— START Page excerpt —

Most UAV positioning or landing systems are based on positioning equipment, such as GPS or Inertial Navigation System (INS) devices [5,6]. Despite wide use, GPS signals can be noisy, imprecise, and easily disrupted by obstacles in the field. Although INS systems can estimate five degrees of freedom, their accuracy can degrade over time due to error accumulation if there is no external correction. Additionally, INS systems that incorporate magnetometers are subject to local magnetic interference from buildings and other structures. These limitations make both GPS and INS systems unreliable for certain outdoor missions. Real-time kinematic (RTK) stations can significantly improve GPS accuracy and mitigate these problems; however, they can be ineffective if the GPS signal is lost or if there are interfering obstacles.

Light detection and ranging (LIDAR) represents an increasingly popular type of vision system, which sends and receives laser beams to obtain 3D geometric information about the surroundings. Although LIDAR can be affected by direct sunlight, artificial light contamination, and adverse weather conditions, such as rain or fog, it remains relatively reliable under various lighting conditions. Therefore, LIDAR is widely applicable in automated vehicles, particularly when combined with cameras. Airborne LIDAR has large spatial coverage but is limited by costs and payloads, and it can only be equipped on large planes [7]. Similarly, mechanical LIDAR that obtains a point cloud in several lines by spinning itself is not financially practical. Nevertheless, LIDAR-based odometry and the Simultaneous Localization and Mapping (SLAM) technique have attracted attention in autonomous driving and ground mobile robots. UAVs equipped with light mechanical LIDAR were investigated in recent studies, e.g., a mechanical LIDAR “Puck” with a high-resolution camera was applied to reconstruct 3D colorful maps of field environments (e.g., coastlines [8] and forests [9]). In theory, a UAV’s odometer can be estimated based on the 3D point cloud obtained by LIDAR.

However, owing to the low density provided by the light mechanical LIDAR, the corresponding information in the point cloud sequence is difficult to detect. Eventually, the LIDAR plays a secondary or negligible role in these UAV positioning applications. For example, the laser-camera-based 3D mapping methods proposed by Suzuki et al. [10] required six Global Navigation Satellite System (GNSS) receivers to estimate the position of a UAV.

— END Page excerpt —

Written instruction A:
According to the UAV positioning excerpt, what weaknesses do GPS signals have? List them.
Written instruction B:
Resume the UAV positioning excerpt after its last sentence.

— START Excerpted data —

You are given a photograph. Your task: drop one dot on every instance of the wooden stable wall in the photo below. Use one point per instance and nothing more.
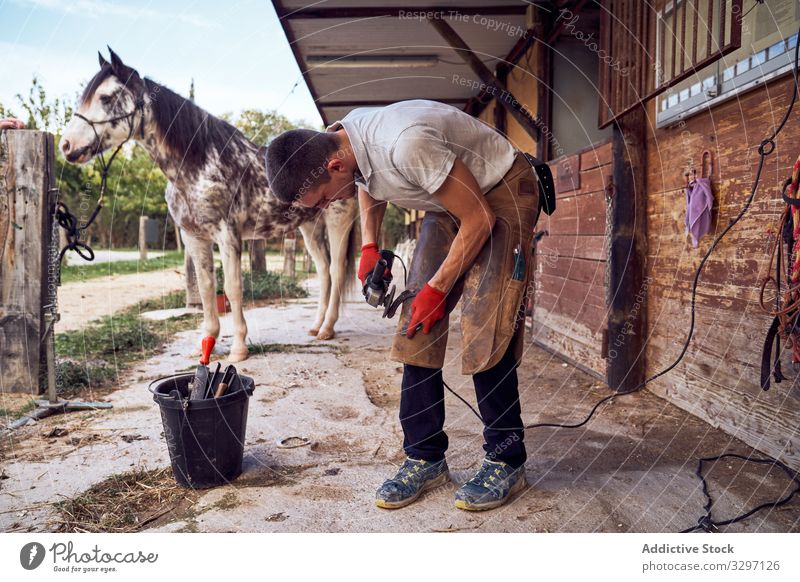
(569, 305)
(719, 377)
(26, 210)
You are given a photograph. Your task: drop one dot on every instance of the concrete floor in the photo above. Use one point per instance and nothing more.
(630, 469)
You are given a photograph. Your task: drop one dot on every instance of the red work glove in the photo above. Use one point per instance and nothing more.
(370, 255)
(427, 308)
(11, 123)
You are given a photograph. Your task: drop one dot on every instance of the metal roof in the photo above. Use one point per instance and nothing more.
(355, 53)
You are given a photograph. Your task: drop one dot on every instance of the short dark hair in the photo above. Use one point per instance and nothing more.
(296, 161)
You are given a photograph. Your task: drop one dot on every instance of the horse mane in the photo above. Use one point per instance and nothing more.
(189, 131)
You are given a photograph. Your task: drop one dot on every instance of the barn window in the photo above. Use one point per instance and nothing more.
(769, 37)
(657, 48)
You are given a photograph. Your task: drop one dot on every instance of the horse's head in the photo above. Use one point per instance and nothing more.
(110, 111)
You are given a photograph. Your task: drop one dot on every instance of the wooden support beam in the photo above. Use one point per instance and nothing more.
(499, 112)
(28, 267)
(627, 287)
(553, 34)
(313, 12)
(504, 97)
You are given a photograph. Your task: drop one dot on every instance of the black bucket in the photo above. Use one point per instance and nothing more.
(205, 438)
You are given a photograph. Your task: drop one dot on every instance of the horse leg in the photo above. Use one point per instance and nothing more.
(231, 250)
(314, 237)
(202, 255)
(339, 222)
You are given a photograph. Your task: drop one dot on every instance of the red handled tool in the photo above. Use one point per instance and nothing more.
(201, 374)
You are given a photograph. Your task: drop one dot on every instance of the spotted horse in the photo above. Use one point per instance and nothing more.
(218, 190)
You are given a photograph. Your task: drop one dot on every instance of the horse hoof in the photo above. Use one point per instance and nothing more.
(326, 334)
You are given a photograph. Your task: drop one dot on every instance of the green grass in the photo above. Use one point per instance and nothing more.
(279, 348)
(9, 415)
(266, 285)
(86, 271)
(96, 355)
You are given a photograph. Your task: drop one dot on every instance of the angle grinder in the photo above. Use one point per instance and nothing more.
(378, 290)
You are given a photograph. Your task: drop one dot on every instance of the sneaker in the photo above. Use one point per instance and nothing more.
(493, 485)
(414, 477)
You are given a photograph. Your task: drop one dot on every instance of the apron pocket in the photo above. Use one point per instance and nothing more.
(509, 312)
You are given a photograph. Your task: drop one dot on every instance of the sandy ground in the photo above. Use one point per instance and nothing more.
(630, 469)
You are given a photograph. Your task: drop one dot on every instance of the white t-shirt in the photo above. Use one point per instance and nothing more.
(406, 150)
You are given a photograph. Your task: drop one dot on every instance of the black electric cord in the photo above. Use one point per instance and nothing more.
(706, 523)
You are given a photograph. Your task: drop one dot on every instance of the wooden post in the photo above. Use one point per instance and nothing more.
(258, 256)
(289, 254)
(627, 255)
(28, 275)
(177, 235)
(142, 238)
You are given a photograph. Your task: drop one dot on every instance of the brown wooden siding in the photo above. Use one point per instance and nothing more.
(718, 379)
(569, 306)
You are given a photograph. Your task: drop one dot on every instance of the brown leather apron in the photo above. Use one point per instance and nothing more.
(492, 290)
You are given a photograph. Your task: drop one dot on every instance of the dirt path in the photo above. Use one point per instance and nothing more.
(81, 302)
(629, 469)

— END Excerpted data —

Response A:
- Noisy
- Imprecise
- Easily disrupted by obstacles in the field

Response B:
Visual positioning systems have demonstrated applicability for autonomous landing management, although most such landings were aided by specifically designed pads. For example, UAV landing progress was controlled based on a fixed landing device with a QR code image [11]. Vidal et al. [12] designed a landmark positioning system consisting of a dark rectangle with a white inner circle. Rabah et al. [13] proposed an image-based target detection approach for safe UAV landings. These methods combined feature tracking, image mosaics, and motion estimation, which allowed UAVs to identify landing sites.

Few studies have focused on UAV autonomous landing in complex terrains whose geometry can be described by a carriable vision system. For example, a camera [14] can search for wide grassy areas for UAV landings, and a stereo camera [15] can be used for modeling to obtain a 3D map to limit the altitude of a UAV; however, these methods can only be applied in structured or simulated environments. The difficulty associated with autonomous landings is the generation of a 3D terrain map because this relies on the position data of the UAV, which are then transformed into the coordinates of the relative sensor data. Vision-based positioning and the SLAM technique have been used in the context of ground mobile platforms; however, UAVs fly at high altitude, which renders these methods less applicable for constructing ground maps.

Most landings without fixed target points depend on GPS. However, in practical applications, phenomena due to instability (e.g., signal drift and low accuracy) are likely to occur, especially if there are poor weather conditions. In addition to visual-based approaches, optical flow systems can be used separately to determine the altitude and position of the UAV [16] and to compensate for the drift of the GPS system, as described by Cheng et al. [17], thereby ensuring that the UAV maintains a relatively stable altitude during the landing process. In general, further research and development are necessary to establish more reliable alternative technologies.

The autonomous navigation capabilities of UAVs rely on their effective handling of emergencies and awareness of the surrounding environment. The present study proposes an efficient framework for guiding UAV landings (Figure 1), which includes three key modules aimed at rapidly and reliably selecting a landing site when GPS is insufficient. The UAV landing site selection method is defined, and the effectiveness of the proposed method is validated based on experiments. The main contributions of this study are summarized as follows:

1.: A LIDAR–camera system is developed to determine the position of a UAV and create geometric and color terrain maps of its environment, thereby solving the positioning problem in GPS-denied environments.
2.: The proposed method based on LIDAR–camera mapping techniques can identify potential landing sites by fusing weighted energy cost functions of texture and geometric flatness, thereby ensuring terrain safety.
3.: A dataset classified according to scene landing difficulty is established to facilitate UAV landing scene recognition. Additionally, an attention mechanism is added to the network to improve the accuracy and reliability of the scene analysis.

The remainder of this report is organized as follows:

Section 2 discusses relevant previous work.
Section 3 introduces the UAV positioning methods.
Section 4 describes the UAV landing site selection system.
Section 5 analyzes experimental results to evaluate the feasibility and robustness of the proposed method.
Section 6 presents the conclusions from this study and discusses future research directions.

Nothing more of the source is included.